What to work on
Scan the listing below for the word "stack" and copy every line that has it.
- Opening Delimiter -
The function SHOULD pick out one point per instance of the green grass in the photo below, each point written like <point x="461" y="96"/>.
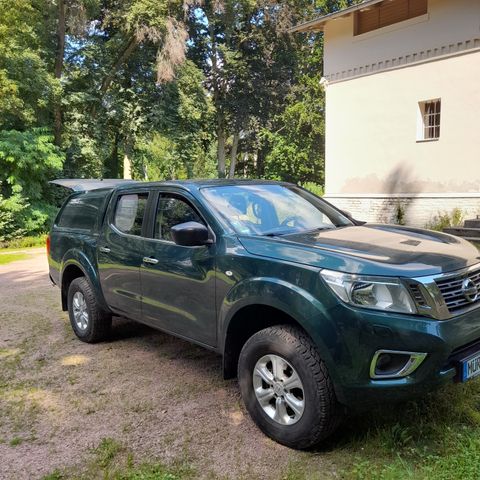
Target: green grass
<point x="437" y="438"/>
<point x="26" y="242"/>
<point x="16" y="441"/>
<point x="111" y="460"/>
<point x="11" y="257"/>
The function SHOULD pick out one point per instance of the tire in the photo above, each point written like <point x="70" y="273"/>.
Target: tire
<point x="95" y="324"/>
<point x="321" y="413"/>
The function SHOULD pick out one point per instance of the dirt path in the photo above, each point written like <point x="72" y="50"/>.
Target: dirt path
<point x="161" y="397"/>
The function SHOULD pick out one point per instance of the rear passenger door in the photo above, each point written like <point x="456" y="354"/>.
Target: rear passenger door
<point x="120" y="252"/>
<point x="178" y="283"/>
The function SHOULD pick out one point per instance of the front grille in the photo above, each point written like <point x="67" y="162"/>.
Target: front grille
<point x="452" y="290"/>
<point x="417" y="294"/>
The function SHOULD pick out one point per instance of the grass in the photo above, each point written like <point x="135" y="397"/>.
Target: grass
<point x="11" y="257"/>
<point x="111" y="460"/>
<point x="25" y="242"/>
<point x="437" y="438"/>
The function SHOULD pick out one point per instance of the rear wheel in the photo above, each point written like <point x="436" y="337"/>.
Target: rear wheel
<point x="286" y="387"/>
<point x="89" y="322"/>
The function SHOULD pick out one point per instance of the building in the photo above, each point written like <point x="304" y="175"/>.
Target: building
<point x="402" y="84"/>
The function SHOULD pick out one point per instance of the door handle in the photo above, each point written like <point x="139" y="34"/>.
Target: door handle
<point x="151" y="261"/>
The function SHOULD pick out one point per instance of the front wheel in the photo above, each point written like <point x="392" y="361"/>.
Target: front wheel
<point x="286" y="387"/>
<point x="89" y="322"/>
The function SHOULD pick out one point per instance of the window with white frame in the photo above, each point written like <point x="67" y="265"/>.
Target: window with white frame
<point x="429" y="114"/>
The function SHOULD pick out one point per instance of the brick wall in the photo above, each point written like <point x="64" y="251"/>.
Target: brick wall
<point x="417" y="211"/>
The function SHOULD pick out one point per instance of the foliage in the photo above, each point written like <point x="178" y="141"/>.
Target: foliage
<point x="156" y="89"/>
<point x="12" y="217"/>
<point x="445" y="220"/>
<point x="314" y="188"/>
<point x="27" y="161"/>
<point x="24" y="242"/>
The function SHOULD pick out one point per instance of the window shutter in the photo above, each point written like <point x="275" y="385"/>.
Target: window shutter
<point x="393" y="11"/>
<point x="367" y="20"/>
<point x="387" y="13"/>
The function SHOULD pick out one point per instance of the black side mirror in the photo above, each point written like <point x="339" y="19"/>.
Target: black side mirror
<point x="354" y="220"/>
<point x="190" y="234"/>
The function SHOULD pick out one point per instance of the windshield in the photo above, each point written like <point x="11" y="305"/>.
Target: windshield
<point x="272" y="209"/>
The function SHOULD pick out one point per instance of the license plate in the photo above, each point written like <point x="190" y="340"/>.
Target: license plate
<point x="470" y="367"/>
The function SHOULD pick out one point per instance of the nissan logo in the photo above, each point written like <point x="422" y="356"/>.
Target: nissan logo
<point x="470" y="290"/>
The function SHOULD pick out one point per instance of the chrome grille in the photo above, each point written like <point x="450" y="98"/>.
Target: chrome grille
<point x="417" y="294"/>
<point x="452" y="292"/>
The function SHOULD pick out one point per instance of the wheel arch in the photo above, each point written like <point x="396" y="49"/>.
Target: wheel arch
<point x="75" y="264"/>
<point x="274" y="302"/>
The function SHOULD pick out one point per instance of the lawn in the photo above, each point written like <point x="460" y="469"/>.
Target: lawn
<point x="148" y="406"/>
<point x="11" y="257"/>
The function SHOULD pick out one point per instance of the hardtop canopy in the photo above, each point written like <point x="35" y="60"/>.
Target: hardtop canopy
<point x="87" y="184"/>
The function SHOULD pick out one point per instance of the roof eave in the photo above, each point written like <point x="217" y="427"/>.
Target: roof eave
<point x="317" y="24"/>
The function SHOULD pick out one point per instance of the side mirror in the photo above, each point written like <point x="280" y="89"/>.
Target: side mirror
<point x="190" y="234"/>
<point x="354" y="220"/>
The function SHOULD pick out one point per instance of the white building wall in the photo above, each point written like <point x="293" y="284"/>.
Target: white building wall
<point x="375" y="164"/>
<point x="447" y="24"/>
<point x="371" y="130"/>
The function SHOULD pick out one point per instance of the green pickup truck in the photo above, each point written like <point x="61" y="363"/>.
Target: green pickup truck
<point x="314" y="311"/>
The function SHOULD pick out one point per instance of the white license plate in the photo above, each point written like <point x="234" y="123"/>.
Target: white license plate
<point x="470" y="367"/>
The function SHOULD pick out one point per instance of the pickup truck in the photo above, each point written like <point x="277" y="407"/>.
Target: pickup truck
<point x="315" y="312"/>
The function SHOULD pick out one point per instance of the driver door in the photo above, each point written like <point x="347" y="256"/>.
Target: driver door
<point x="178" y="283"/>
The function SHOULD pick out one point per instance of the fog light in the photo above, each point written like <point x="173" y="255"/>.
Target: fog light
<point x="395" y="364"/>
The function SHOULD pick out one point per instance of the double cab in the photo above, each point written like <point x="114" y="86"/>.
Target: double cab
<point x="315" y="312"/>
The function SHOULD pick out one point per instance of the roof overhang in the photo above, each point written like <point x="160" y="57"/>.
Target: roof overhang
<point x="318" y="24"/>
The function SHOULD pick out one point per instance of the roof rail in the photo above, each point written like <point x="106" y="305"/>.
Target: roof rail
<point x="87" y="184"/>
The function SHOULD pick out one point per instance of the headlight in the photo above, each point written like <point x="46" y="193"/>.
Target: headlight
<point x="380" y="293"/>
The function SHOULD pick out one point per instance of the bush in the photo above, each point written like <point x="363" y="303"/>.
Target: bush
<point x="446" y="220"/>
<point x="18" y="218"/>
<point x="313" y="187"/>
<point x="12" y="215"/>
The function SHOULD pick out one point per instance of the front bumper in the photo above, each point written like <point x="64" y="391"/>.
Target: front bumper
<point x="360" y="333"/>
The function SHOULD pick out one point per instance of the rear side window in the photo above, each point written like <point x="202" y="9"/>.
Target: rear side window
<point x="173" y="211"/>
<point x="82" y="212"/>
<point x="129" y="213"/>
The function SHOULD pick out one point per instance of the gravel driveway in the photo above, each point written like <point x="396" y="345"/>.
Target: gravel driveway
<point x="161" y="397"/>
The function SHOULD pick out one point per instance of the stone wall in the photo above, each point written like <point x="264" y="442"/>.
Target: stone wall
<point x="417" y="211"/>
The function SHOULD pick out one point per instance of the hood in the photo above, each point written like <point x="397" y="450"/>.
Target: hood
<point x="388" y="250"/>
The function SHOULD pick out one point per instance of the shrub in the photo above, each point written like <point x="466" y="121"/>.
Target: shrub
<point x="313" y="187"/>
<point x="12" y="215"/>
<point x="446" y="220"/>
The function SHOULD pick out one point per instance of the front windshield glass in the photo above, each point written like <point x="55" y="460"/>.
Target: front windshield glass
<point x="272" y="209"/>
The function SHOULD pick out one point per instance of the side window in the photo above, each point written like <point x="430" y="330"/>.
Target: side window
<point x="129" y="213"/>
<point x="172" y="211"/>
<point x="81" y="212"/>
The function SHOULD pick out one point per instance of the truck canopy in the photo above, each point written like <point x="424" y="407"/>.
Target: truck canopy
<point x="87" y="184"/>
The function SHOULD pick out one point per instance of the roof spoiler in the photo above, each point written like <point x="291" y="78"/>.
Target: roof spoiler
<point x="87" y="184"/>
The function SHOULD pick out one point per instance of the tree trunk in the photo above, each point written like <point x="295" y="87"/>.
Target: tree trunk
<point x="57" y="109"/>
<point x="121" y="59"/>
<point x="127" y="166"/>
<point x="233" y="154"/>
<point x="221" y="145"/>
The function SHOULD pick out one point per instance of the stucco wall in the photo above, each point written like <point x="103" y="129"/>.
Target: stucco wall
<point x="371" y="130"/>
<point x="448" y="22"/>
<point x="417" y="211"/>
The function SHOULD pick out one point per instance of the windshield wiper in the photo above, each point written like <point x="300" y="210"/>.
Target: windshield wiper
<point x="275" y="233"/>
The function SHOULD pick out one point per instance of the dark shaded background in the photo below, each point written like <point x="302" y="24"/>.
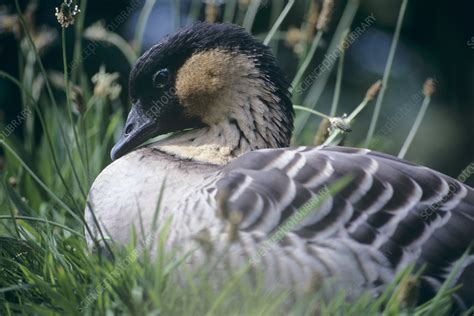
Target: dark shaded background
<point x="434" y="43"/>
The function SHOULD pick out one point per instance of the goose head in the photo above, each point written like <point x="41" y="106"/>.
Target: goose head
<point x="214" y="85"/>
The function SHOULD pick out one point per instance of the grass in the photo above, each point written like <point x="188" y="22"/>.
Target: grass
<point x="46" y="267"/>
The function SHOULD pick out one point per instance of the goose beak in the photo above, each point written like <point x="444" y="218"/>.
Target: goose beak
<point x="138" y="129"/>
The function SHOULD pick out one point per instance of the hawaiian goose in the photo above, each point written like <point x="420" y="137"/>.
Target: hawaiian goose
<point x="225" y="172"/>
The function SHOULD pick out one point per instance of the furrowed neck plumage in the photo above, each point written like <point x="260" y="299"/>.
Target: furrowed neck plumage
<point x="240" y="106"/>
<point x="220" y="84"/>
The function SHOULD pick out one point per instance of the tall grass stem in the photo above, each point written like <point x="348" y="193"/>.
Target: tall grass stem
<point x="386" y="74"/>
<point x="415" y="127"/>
- Closing Delimiter -
- Opening Delimiter -
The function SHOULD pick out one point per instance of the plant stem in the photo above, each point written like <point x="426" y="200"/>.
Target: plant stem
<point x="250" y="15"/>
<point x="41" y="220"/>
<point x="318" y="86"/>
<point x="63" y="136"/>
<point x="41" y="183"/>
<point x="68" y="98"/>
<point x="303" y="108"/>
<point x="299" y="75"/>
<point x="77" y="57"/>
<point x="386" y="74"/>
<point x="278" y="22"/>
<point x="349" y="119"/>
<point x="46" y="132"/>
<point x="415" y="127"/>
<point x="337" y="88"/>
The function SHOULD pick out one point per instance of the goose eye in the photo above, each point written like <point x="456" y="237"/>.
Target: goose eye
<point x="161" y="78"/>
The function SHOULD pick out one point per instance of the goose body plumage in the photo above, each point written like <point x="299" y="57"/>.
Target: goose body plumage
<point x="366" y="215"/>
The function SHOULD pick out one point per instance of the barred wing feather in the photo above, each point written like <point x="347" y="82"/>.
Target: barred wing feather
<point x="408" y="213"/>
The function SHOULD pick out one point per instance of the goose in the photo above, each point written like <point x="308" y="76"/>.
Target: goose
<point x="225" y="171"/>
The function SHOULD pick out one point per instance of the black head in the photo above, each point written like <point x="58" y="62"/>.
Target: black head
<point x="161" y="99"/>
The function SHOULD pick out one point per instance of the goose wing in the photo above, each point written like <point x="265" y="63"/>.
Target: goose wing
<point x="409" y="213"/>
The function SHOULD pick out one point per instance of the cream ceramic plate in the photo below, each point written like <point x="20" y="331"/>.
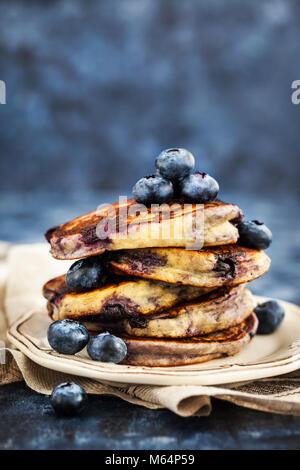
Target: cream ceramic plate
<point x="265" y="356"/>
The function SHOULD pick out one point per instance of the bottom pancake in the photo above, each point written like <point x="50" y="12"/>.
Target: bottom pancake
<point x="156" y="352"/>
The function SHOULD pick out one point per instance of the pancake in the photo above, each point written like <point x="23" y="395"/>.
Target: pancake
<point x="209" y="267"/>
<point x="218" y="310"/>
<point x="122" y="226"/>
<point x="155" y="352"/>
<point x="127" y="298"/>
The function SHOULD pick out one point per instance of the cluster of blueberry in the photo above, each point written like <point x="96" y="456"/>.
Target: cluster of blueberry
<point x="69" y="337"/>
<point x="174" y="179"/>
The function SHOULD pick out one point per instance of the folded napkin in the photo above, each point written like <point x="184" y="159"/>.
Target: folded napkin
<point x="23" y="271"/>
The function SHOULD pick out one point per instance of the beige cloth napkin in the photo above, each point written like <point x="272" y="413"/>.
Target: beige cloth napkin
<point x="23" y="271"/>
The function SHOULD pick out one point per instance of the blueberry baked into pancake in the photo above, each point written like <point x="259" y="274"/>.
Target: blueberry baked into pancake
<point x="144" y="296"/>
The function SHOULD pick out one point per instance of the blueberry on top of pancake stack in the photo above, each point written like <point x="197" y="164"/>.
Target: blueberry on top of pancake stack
- Closing Delimiter -
- Opening Delimiter -
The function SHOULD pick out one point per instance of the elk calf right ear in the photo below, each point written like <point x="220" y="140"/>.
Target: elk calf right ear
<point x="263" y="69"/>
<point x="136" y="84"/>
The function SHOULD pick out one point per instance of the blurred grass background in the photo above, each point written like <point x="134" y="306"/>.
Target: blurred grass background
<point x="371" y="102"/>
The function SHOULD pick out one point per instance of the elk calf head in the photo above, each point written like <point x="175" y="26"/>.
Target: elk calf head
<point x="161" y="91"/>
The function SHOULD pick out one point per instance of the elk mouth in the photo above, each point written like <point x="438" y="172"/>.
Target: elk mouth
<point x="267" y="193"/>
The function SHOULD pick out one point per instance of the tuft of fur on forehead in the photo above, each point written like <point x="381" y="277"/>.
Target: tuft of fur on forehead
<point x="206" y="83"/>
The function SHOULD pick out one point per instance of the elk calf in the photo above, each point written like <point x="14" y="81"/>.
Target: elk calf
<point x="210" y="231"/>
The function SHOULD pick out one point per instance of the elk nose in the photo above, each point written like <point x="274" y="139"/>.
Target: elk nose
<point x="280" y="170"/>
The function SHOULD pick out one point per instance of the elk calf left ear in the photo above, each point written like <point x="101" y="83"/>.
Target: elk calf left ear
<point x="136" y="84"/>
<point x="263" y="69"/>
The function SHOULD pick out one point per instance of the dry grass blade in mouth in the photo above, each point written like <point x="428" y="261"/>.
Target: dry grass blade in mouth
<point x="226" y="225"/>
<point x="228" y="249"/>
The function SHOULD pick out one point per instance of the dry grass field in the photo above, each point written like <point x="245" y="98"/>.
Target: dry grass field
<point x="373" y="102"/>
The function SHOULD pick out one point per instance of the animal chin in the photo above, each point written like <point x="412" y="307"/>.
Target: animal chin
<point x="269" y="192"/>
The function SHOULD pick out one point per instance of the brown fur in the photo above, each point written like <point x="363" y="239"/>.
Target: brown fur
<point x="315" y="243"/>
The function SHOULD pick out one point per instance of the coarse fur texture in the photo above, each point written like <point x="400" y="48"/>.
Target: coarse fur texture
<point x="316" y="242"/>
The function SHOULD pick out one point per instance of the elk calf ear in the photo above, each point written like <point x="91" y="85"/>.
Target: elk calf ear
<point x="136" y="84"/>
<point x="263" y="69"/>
- Closing Delimiter -
Result for this task
The function SHOULD pick out one point per instance of the blueberry on top of pancake stack in the photo above, each point written like <point x="197" y="164"/>.
Target: blueberry on top of pancake stack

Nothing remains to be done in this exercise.